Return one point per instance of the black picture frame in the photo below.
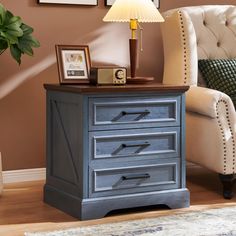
(70, 2)
(110, 2)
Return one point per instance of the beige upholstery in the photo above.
(1, 182)
(189, 34)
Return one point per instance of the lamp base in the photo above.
(139, 80)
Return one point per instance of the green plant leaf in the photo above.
(2, 14)
(16, 53)
(3, 44)
(16, 35)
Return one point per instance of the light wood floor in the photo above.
(22, 208)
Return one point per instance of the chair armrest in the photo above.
(206, 101)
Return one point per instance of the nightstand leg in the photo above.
(228, 183)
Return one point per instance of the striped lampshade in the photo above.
(141, 10)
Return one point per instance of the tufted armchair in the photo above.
(203, 32)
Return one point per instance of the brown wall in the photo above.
(22, 97)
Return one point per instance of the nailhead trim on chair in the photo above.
(184, 46)
(222, 132)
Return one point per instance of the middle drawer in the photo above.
(134, 144)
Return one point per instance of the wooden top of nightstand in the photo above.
(149, 87)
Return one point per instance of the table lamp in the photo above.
(134, 11)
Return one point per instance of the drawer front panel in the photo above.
(157, 142)
(129, 112)
(148, 177)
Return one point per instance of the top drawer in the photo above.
(133, 112)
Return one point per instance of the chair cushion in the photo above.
(220, 74)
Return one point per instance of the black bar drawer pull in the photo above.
(146, 112)
(135, 145)
(137, 176)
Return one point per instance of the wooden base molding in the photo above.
(23, 175)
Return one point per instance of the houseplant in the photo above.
(15, 35)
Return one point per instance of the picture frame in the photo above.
(73, 62)
(71, 2)
(110, 2)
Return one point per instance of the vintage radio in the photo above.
(108, 75)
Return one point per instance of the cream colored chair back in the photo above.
(193, 33)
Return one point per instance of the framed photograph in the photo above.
(75, 2)
(110, 2)
(73, 63)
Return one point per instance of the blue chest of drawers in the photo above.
(115, 147)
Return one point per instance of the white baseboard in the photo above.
(14, 176)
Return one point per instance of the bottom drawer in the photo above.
(134, 179)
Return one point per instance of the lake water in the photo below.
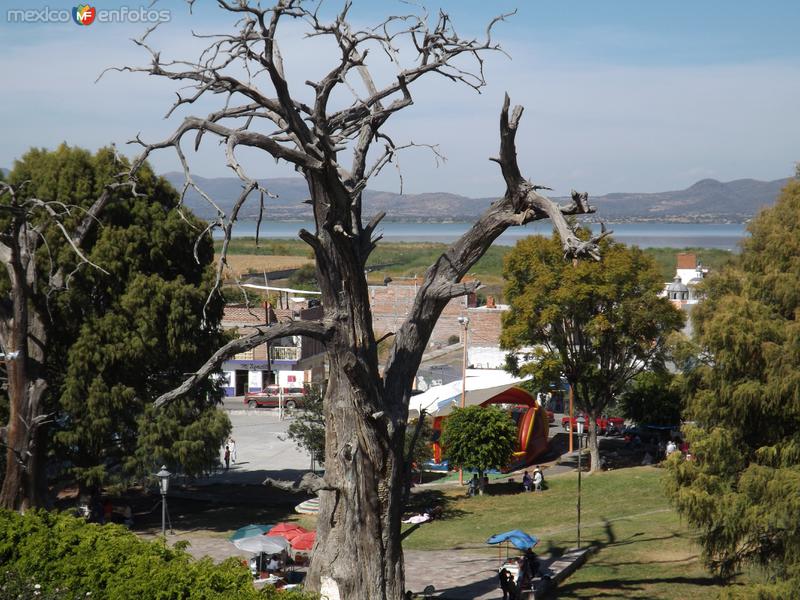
(645, 235)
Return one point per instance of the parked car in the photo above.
(269, 397)
(604, 423)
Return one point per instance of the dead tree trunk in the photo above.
(23, 335)
(23, 481)
(357, 555)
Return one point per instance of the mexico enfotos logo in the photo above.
(85, 15)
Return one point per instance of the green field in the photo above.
(644, 550)
(407, 259)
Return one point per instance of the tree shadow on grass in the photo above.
(616, 586)
(434, 502)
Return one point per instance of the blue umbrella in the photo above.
(519, 539)
(249, 531)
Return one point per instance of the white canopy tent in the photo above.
(481, 384)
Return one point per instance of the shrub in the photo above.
(70, 559)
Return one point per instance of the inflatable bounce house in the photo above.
(486, 389)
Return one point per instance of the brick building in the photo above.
(293, 360)
(391, 303)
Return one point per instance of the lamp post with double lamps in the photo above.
(163, 482)
(579, 426)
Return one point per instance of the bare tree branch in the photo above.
(319, 330)
(521, 204)
(309, 483)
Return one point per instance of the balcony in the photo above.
(284, 353)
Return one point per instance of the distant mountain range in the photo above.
(707, 201)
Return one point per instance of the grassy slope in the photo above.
(644, 549)
(406, 259)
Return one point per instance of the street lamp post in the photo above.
(163, 482)
(464, 321)
(579, 426)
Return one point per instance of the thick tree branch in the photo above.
(309, 483)
(319, 330)
(521, 204)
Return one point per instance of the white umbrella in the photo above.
(262, 543)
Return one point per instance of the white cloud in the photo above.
(587, 124)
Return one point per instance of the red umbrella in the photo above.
(304, 541)
(288, 531)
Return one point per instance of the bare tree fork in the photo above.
(521, 204)
(318, 330)
(24, 321)
(337, 146)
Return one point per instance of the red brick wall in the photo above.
(391, 303)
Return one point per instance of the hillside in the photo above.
(707, 201)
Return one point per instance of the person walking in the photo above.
(232, 446)
(538, 479)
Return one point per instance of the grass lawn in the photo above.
(644, 549)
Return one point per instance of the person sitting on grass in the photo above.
(527, 482)
(273, 564)
(538, 479)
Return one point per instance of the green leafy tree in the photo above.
(741, 488)
(653, 397)
(120, 334)
(307, 430)
(479, 437)
(87, 561)
(597, 323)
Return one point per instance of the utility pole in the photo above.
(571, 420)
(464, 320)
(579, 427)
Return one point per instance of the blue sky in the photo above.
(619, 95)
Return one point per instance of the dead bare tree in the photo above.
(358, 553)
(24, 324)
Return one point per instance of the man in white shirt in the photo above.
(671, 447)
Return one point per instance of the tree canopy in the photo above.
(740, 489)
(479, 437)
(654, 398)
(120, 336)
(599, 323)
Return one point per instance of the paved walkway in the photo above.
(456, 574)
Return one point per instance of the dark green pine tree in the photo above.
(119, 339)
(742, 488)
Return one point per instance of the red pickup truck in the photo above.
(269, 397)
(605, 424)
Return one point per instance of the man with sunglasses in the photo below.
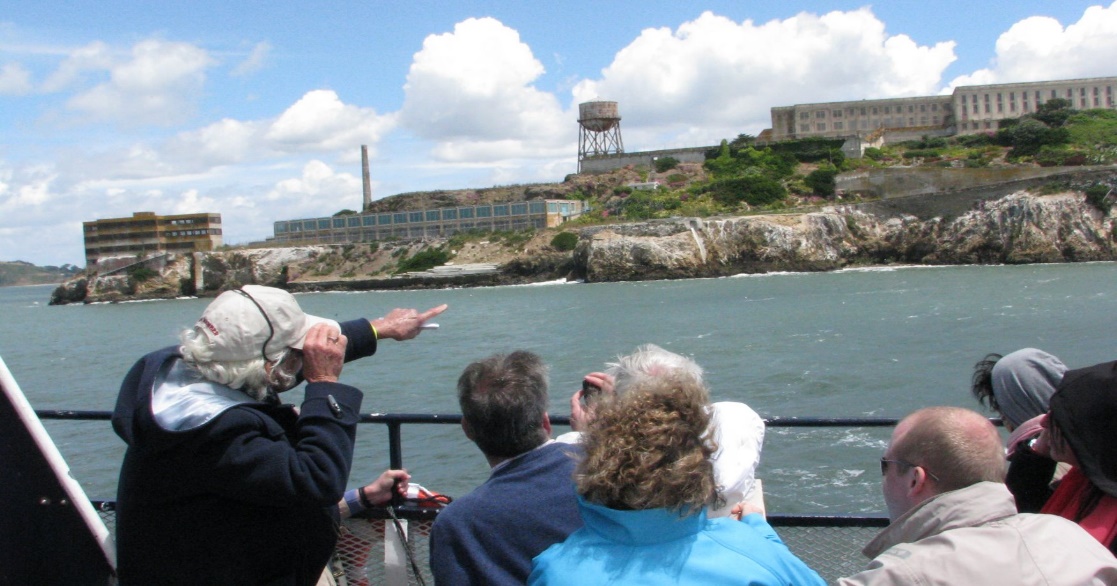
(221, 483)
(953, 520)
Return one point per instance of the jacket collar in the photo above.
(968, 507)
(646, 527)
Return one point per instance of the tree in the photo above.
(1029, 135)
(821, 181)
(1053, 112)
(666, 163)
(564, 241)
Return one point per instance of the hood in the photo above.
(162, 401)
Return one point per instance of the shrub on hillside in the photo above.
(564, 241)
(666, 163)
(1096, 197)
(821, 181)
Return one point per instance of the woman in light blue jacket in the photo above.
(643, 488)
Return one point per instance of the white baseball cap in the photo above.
(255, 320)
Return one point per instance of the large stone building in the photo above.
(145, 233)
(968, 109)
(412, 224)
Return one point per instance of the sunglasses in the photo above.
(885, 462)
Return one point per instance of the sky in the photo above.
(257, 111)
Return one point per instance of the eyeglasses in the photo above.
(885, 462)
(271, 329)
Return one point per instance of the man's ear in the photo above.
(922, 487)
(467, 429)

*****

WORK TO BE COMPLETED
Rewrite the data from the line containing "Return one point per instance of the white baseball" through the final line, changing "sunglasses" to "goggles" and keeping everything else the same.

OUTPUT FOR THIS EXERCISE
Return one point per instance of the white baseball cap in the photo above.
(255, 320)
Return one point per instance of the large stone building in the photo above.
(145, 233)
(968, 109)
(412, 224)
Return one point per instance of the goggles in the photo above.
(885, 462)
Return one point per instance of the sky in the photo above.
(257, 111)
Return one point per instance of the eyeglasses in the photo above.
(885, 462)
(271, 329)
Return one point per instance of the man's ear in the photo above.
(922, 487)
(467, 429)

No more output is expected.